I was really trying to stay out of this thread...

On Fri, Aug 18, 2017 at 1:05 PM, Ted Lemon <mel...@fugue.com> wrote:
> El 18 ag 2017, a les 11:33, Lanlan Pan <abby...@gmail.com> va escriure:
>
> So, can you talk about how your proposal saves cost over using a heuristic?
> It can be used with cache aging heuristic.
> Heuristic read in aaa/bbb/ccc.foo.com, expire and move out;  then read in
> xxx/yyy/zzz.foo.com,  expire and move out;  loop...
> => Map aaa/bbb/ccc/xxx/yy/zzz.foo.com to *.foo.com when heuristic read, it
> will reduce the load of move in/out.
>
>
> By "move out" you mean "remove," right?   Move out implies that you are
> moving it somewhere.   You haven't actually answered my question.  You say
> that SWILD will remove the load, but you don't give any evidence of this.

Yup.

Earlier in the thread, one of justifications for this work was "DNS
Noise: Measuring the Pervasiveness ofDisposable Domains in Modern DNS
Traffic." (posted by Lanlan Pan).

---*---

#### YOUR OBJECTIVE:
Can you retype everything in the DNS mailing-list message above, from "I was really" down to "of move in/out.", word for word?

---*---

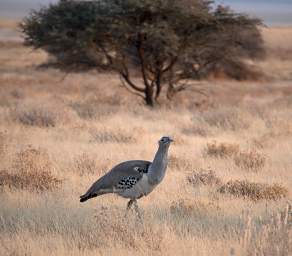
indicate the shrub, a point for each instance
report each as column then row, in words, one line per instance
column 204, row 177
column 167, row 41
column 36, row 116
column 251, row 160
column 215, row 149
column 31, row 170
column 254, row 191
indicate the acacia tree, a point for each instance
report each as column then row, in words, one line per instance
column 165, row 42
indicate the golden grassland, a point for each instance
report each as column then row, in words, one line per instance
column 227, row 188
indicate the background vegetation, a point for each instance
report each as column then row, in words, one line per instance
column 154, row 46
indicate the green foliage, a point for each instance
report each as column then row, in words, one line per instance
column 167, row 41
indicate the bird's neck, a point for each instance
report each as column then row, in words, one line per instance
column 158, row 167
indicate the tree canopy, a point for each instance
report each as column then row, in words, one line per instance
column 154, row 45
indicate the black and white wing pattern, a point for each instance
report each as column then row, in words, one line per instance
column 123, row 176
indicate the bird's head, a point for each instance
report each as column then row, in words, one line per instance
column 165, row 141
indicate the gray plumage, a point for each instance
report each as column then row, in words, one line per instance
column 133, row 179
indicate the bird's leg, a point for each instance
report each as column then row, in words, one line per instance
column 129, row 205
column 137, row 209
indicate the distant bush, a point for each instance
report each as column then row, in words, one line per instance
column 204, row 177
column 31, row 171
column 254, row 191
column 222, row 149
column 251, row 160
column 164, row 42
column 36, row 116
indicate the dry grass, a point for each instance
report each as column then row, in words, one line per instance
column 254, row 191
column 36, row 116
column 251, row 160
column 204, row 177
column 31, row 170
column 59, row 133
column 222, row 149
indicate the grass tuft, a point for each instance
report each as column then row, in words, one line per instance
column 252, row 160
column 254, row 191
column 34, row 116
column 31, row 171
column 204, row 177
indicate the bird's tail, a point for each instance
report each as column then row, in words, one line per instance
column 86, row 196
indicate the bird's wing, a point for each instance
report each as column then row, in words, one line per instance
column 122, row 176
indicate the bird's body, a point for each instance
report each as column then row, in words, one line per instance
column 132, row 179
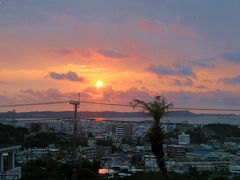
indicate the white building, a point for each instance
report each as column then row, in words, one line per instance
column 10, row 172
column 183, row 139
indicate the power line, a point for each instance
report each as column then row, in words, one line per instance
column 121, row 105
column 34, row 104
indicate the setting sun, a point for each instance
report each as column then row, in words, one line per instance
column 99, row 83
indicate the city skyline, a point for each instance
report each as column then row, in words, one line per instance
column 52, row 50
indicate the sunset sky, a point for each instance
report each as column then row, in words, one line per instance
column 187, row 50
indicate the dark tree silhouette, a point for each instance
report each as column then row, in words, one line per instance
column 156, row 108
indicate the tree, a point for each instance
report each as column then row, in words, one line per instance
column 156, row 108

---*---

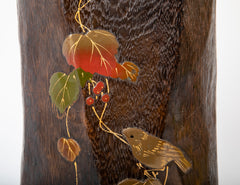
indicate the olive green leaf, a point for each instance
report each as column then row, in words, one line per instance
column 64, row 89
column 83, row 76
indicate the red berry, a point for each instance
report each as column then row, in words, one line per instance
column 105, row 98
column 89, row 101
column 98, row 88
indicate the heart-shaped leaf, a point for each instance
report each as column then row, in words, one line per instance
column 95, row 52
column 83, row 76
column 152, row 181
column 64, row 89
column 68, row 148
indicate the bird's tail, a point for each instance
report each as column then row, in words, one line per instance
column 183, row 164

---*---

#### RESULT OF THE TASK:
I was really trying to stay out of this thread...

On Fri, Aug 18, 2017 at 1:05 PM, Ted Lemon <mel...@fugue.com> wrote:
> El 18 ag 2017, a les 11:33, Lanlan Pan <abby...@gmail.com> va escriure:
>
> So, can you talk about how your proposal saves cost over using a heuristic?
> It can be used with cache aging heuristic.
> Heuristic read in aaa/bbb/ccc.foo.com, expire and move out;  then read in
> xxx/yyy/zzz.foo.com,  expire and move out;  loop...
> => Map aaa/bbb/ccc/xxx/yy/zzz.foo.com to *.foo.com when heuristic read, it
> will reduce the load of move in/out.